A block of data:
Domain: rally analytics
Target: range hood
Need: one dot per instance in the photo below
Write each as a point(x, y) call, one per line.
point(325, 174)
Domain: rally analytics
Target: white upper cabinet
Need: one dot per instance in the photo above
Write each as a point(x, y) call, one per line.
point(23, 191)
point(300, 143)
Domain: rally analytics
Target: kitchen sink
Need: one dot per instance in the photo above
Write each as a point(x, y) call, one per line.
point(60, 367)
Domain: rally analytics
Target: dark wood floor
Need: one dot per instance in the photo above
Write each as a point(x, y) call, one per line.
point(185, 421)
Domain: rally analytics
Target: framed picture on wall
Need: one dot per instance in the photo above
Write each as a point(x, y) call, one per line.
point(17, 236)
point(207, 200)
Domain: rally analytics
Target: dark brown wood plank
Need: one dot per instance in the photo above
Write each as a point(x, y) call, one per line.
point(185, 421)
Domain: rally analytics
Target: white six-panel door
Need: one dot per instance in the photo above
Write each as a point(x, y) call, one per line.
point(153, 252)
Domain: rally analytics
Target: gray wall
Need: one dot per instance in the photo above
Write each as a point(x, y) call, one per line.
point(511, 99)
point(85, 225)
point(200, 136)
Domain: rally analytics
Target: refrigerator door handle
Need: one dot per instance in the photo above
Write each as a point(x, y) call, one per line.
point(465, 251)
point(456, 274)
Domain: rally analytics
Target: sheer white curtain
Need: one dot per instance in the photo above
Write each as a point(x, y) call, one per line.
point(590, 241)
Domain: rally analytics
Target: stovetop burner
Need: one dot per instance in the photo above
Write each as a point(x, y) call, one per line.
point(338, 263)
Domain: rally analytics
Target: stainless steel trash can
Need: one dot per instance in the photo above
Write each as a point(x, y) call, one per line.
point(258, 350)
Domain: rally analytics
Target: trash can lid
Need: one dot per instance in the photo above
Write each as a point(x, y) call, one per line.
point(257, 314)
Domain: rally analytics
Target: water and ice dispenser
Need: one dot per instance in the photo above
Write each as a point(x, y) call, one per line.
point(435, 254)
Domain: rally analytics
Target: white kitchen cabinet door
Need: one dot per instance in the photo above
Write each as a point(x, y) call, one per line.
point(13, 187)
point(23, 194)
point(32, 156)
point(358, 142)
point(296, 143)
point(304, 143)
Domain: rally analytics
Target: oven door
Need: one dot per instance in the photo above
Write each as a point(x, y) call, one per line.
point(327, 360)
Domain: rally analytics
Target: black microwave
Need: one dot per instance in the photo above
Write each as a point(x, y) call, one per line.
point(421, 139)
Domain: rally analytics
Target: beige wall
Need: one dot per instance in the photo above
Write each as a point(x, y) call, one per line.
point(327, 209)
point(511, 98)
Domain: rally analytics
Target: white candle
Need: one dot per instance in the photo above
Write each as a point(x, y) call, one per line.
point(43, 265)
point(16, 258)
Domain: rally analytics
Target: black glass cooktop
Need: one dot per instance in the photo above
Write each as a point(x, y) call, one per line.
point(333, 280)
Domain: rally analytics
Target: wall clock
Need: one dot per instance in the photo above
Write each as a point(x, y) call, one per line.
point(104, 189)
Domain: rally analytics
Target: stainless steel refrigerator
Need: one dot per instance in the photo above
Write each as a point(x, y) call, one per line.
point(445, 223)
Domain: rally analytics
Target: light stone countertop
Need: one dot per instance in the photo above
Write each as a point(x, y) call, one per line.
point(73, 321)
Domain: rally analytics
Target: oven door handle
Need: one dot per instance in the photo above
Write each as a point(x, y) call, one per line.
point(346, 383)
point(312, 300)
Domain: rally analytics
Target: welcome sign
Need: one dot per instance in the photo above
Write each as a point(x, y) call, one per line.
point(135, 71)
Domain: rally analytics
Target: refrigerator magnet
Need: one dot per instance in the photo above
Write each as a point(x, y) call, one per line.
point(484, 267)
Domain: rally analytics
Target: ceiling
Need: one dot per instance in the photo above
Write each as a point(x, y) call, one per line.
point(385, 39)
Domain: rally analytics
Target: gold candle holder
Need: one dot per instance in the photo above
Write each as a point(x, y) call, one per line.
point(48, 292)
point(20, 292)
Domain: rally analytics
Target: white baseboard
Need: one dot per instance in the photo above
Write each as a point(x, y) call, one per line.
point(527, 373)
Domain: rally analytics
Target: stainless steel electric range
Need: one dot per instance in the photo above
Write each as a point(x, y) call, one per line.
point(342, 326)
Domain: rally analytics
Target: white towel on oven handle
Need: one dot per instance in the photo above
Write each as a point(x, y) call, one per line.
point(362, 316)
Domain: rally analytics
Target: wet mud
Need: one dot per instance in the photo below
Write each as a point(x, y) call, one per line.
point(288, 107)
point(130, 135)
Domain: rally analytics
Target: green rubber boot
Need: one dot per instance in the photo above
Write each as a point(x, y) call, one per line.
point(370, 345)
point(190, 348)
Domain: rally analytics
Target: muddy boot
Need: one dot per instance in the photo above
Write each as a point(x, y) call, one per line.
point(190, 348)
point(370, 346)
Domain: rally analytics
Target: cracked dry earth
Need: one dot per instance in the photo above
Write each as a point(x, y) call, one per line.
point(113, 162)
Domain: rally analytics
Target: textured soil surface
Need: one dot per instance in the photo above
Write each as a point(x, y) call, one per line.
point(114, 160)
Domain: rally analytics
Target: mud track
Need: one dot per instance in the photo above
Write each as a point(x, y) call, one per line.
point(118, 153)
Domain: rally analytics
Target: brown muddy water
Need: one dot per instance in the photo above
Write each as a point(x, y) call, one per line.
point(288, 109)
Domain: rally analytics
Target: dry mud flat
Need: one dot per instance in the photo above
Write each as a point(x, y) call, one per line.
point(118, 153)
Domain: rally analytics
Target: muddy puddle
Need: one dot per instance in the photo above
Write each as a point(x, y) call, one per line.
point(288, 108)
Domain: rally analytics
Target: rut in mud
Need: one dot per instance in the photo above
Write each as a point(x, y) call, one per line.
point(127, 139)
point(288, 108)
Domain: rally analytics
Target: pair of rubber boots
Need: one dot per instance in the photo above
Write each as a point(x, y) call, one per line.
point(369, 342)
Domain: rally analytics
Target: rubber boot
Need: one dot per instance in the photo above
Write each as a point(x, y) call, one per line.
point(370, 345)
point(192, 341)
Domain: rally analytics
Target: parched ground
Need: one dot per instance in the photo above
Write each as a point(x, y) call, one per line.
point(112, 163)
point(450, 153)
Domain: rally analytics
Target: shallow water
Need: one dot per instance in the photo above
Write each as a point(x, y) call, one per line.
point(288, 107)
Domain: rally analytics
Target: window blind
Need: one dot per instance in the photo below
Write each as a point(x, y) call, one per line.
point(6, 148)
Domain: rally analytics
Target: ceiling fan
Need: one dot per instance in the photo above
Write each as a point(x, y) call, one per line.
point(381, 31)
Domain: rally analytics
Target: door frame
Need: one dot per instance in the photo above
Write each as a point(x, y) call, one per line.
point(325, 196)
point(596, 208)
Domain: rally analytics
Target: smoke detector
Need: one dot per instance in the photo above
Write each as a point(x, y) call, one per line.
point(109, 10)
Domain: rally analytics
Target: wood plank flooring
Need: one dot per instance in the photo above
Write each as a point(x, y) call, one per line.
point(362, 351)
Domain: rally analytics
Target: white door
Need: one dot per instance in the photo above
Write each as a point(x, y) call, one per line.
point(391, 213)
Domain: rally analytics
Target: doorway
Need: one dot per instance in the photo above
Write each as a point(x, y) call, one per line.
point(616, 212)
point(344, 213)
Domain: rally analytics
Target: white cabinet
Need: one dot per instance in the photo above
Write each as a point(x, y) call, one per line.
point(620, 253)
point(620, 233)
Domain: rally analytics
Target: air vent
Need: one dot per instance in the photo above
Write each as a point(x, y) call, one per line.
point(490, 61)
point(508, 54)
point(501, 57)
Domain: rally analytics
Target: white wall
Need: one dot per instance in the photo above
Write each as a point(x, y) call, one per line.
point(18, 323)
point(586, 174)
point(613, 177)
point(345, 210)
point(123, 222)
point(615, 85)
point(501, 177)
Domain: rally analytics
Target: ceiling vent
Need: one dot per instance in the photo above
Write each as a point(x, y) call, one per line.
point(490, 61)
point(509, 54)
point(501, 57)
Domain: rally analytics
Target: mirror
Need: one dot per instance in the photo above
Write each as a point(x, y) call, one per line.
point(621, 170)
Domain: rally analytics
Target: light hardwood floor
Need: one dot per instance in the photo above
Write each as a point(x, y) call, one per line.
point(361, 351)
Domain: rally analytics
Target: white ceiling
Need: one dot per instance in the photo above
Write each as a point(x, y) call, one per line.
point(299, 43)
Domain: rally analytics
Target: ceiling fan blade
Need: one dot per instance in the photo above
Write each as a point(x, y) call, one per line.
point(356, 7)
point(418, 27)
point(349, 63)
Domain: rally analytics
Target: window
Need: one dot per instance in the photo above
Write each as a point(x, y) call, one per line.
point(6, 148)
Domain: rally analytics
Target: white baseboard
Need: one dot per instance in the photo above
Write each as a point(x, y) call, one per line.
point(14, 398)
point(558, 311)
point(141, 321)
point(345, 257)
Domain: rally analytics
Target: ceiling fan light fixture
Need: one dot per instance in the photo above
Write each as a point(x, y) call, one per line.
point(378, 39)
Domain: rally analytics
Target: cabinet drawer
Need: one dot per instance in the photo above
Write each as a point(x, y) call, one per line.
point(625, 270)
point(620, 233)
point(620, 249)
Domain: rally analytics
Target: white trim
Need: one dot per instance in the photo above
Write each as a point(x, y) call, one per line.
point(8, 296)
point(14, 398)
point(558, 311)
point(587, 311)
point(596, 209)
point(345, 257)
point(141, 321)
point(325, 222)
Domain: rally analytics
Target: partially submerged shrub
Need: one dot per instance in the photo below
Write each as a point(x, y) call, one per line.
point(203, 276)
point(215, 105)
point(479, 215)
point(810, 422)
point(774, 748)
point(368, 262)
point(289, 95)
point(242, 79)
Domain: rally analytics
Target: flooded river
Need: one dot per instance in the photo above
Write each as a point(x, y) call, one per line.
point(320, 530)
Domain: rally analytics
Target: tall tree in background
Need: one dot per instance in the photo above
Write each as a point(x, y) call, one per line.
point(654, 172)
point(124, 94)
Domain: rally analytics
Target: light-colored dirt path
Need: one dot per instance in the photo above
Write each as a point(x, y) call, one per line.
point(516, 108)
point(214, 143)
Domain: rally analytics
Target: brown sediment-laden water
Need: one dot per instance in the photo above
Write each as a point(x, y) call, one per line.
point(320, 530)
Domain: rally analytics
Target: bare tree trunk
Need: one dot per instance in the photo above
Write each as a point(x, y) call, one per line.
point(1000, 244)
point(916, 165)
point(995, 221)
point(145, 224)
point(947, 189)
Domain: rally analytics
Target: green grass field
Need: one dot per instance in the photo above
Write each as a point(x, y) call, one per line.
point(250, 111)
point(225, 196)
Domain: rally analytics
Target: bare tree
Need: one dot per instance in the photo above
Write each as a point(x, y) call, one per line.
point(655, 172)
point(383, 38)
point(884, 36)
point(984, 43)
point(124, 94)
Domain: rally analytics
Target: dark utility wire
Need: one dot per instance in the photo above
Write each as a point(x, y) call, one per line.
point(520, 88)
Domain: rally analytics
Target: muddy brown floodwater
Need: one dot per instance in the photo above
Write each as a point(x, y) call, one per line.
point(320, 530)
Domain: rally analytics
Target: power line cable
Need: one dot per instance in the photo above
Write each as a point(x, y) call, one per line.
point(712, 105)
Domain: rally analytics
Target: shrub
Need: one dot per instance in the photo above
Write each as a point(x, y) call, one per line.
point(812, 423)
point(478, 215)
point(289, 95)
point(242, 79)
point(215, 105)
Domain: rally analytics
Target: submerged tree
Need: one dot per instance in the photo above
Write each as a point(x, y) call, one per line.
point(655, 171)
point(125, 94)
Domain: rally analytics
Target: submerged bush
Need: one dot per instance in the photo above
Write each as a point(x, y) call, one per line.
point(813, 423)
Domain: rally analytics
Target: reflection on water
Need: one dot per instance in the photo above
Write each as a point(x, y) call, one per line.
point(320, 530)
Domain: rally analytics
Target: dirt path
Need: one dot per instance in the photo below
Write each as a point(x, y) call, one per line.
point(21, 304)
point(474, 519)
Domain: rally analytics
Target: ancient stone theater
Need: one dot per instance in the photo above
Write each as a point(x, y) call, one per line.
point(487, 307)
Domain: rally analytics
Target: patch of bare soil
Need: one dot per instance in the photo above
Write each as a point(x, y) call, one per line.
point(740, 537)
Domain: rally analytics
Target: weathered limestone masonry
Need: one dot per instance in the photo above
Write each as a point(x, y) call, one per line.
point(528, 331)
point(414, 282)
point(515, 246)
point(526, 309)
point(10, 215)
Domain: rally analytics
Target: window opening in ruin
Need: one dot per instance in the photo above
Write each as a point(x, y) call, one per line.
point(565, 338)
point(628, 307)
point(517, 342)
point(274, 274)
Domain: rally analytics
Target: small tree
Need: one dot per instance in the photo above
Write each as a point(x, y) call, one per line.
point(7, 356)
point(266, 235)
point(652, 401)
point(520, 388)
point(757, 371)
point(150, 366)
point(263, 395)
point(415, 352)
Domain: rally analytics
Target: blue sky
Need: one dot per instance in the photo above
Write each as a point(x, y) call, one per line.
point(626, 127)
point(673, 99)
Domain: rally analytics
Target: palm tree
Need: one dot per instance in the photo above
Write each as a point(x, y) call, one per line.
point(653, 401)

▸ **Written exercise**
Rename "rally analytics" to "home interiors" in the data from its first line through the line with "point(300, 143)". Leave every other part of those lines unchanged.

▸ **Task response**
Domain: home interiors
Target: range hood
Need: one dot per instance in the photo below
Write each as a point(x, y) call, one per line.
point(325, 174)
Domain: home interiors
Target: white upper cabinet
Need: one dot per instance in the photo above
Write each as a point(x, y) call, one per line.
point(23, 191)
point(300, 143)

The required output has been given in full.